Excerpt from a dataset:
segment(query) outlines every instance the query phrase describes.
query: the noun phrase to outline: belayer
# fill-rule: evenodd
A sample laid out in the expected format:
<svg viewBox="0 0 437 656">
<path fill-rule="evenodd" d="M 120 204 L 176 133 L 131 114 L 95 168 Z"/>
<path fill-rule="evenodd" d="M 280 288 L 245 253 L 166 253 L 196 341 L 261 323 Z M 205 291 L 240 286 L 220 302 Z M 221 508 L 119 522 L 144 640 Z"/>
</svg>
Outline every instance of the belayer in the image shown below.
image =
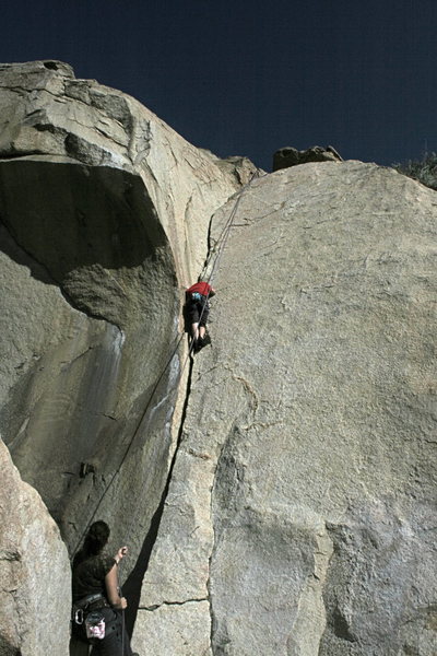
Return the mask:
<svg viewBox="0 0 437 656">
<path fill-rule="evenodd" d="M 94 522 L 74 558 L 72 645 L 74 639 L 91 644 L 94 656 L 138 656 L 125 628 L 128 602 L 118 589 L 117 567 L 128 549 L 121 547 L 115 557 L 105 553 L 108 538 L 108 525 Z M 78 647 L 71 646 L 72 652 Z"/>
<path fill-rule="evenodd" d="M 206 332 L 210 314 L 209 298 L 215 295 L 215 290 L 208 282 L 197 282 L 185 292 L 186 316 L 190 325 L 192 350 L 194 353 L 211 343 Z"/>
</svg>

...

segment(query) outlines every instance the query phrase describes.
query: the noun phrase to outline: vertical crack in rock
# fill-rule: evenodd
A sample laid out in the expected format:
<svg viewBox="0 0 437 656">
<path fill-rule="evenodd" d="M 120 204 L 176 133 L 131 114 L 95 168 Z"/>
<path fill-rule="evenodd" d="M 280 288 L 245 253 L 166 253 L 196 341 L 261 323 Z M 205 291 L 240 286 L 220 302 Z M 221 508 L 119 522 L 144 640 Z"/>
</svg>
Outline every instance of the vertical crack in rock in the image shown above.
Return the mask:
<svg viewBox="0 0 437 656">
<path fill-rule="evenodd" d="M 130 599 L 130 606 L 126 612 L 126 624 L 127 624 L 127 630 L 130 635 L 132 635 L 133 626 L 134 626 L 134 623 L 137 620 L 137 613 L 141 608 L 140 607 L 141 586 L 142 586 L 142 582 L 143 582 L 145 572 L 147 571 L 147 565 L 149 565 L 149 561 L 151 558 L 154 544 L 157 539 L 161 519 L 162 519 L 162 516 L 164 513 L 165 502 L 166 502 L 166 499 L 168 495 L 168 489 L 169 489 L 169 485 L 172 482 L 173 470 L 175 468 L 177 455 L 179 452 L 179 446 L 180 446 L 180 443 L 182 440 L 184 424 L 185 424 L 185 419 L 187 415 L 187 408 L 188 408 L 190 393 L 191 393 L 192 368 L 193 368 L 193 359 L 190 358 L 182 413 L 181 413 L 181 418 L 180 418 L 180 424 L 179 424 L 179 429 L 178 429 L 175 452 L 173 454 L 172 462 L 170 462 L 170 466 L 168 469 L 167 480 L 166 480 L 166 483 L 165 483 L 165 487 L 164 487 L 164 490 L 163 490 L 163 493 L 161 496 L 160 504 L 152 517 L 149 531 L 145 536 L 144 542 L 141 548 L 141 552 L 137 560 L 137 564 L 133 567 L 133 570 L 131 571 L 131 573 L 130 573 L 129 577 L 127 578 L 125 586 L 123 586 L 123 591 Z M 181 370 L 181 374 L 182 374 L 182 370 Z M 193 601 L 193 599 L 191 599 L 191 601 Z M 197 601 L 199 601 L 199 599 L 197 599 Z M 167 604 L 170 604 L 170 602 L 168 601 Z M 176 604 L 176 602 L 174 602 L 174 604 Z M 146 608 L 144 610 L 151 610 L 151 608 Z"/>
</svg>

*TASK INSTRUCTIONS:* Pull out every line of the records that contains the word "noun", treating uppercase and lowercase as different.

*ANSWER TO THIS PROBLEM:*
query: the noun phrase to outline: belayer
query: the noun phrase to outline: vertical crack in rock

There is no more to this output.